**Lista de tareas**:
**1.** En el texto sobre la resurrección, ¿cuál es el último enemigo que será vencido, según Pablo?
**2.** Prosigue el texto sobre la resurrección y la muerte a partir de su última oración.

**Texto para revisar**:
= = = = = = =
Esto de que los muertos en Cristo resucitarán primero, implica que quienes no están en Cristo, también duermen y también resucitarán, pero su resurrección seguirá a los que descansaron en Cristo y no será para vida, sino para condenación eterna una vez que se realice el Juicio Final.
Sin embargo, la esperanza de la resurrección no debe hacernos olvidar que, para Pablo, la muerte es nuestro enemigo. El último enemigo que será vencido. Si consideramos que el término enemigo se refiere al que se opone, luego entonces, permítaseme proponer aquí que al generar miedo y ansiedad la muerte se convierte en nuestro enemigo porque nos lleva a ignorar, a no tomar en cuenta, la promesa que Jesús representa de la victoria de la vida por sobre el poder de la muerte. Lo desconocido de la muerte se convierte en un obstáculo que nos dificulta el hacer nuestra la realidad de nuestra vida plena en Cristo.
= = = = = = =
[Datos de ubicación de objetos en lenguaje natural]
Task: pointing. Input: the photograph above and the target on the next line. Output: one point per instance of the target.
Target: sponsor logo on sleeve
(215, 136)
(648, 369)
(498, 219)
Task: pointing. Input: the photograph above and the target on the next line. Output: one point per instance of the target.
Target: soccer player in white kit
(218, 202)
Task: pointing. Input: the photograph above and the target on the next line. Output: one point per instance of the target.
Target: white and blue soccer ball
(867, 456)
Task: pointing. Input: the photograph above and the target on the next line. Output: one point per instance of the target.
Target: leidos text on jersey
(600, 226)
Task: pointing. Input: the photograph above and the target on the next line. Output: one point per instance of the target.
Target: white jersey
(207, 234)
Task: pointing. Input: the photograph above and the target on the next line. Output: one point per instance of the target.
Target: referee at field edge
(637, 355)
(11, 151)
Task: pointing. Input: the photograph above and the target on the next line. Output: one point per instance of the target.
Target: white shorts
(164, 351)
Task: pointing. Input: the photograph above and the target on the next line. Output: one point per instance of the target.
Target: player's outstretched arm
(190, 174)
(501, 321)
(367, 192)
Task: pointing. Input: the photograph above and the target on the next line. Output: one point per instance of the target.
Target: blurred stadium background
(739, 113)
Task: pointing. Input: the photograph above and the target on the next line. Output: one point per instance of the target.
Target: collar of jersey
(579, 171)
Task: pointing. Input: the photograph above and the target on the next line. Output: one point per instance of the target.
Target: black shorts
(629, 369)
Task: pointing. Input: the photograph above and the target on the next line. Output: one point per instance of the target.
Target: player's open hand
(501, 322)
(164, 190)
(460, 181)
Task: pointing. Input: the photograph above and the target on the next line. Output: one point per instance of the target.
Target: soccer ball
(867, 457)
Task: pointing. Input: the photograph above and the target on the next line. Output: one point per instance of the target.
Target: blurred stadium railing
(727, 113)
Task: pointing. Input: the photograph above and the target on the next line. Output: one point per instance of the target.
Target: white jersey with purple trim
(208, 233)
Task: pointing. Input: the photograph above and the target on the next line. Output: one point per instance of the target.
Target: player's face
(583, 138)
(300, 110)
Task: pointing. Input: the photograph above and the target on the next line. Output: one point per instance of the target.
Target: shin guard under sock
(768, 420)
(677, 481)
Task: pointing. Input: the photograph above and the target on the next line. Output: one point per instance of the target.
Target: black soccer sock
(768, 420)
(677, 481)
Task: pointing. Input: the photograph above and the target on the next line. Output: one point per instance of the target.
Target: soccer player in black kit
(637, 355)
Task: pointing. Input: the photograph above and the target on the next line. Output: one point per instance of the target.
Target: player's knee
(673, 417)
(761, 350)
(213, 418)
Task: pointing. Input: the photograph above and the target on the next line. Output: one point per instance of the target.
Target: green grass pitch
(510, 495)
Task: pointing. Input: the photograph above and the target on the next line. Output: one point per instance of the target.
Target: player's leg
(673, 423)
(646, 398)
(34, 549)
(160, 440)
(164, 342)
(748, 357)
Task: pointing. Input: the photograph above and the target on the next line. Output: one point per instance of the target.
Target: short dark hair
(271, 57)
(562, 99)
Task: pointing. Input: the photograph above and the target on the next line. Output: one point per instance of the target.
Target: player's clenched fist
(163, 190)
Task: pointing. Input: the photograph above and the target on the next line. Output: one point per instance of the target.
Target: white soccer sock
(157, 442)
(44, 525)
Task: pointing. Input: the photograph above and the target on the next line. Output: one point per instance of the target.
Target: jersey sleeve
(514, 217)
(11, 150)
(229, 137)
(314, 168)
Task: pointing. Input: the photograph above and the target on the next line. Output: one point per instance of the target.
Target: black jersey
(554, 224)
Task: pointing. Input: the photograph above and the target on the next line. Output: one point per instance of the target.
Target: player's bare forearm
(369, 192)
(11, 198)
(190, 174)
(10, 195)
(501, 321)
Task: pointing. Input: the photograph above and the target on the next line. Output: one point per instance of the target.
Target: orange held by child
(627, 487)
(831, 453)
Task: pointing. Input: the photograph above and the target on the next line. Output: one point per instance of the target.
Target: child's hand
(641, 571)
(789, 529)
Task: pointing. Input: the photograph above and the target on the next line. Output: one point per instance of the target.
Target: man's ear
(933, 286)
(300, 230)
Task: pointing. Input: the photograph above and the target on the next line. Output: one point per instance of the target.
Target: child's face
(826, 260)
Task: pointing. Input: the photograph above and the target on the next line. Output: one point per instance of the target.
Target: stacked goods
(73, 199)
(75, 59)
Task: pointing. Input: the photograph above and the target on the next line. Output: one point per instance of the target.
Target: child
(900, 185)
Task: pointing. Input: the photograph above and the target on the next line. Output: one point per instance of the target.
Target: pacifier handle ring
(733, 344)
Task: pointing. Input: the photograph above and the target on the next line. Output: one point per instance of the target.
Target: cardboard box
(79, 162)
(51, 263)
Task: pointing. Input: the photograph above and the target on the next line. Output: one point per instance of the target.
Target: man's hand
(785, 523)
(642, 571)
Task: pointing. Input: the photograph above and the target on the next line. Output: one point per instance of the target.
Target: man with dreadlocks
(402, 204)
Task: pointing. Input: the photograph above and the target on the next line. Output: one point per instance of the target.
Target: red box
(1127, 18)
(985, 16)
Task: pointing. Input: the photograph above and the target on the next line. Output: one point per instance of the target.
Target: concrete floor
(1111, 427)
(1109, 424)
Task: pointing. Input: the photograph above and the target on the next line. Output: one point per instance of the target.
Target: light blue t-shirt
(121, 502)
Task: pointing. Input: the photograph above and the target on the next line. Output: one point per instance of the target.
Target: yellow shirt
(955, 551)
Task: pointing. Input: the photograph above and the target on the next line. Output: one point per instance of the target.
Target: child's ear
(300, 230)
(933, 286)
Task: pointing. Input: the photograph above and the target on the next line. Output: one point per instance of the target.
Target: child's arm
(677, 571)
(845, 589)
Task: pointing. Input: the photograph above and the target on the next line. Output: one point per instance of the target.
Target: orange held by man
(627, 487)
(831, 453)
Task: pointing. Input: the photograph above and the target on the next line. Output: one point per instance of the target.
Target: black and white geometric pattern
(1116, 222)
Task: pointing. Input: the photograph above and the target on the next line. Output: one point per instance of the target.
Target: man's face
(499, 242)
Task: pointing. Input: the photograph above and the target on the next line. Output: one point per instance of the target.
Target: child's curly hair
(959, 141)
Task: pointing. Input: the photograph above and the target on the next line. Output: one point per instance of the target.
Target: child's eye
= = = = = = =
**Respuestas**:
**1.** La muerte.

**2.**
Si la muerte es ese atasco en el que el alma duerme y toda esperanza de vida parece perdida, resulta, entonces, comprensible, el temor que la misma provoca. Temor que lleva a desconfiar de la veracidad de la promesa de vida recibida en Jesucristo y que tiene el poder para hacernos desistir de nuestra fe y propósito de fidelidad. Pero, resulta que la muerte sólo es un atasco, un momento y no la realidad última.
Creo que esto es lo que lleva al salmista a declarar: Dios me librará de la muerte, pues me llevará para estar junto con él. Salmos 49.15 PDT Ese me librará de la muerte, propongo, se refiere al triunfo de la vida sobre la muerte que se hará evidente cuando resucitemos para vida eterna. Porque, si hay algo después de la muerte, de ese atasco que habremos de enfrentar, es vida, la vida eterna en Cristo Jesús.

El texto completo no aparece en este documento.